[DO THIS]
Arrange the entries from the start through the line containing "point(299, 173)", inclusive, as a two-column CSV with columns named instruction and response. Give one row per entry, enclose each field in quotes, and replace line breaks with spaces.

Excerpts of location-labeling data
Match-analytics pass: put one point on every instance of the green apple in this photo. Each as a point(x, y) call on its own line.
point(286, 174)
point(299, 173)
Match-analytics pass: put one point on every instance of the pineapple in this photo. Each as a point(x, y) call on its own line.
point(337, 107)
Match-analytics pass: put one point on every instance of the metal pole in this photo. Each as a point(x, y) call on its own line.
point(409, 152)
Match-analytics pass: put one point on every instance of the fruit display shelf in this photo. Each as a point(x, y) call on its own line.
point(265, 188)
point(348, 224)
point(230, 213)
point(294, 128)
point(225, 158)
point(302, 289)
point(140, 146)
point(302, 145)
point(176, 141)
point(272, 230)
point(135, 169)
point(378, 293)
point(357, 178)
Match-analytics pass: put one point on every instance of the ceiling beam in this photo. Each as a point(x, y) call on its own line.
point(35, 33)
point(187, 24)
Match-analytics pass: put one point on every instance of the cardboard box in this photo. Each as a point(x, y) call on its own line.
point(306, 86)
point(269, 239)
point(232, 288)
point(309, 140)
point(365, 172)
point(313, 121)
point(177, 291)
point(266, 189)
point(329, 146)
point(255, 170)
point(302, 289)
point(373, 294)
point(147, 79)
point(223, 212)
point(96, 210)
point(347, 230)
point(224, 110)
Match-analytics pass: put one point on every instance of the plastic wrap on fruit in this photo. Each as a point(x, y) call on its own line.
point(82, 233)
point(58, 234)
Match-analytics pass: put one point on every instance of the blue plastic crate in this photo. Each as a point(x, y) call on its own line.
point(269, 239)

[RESULT]
instruction,response
"Match-analytics pass: put one point on every instance of the green apple in this photo. Each as a point(x, y) call on its own line.","point(286, 174) point(299, 173)"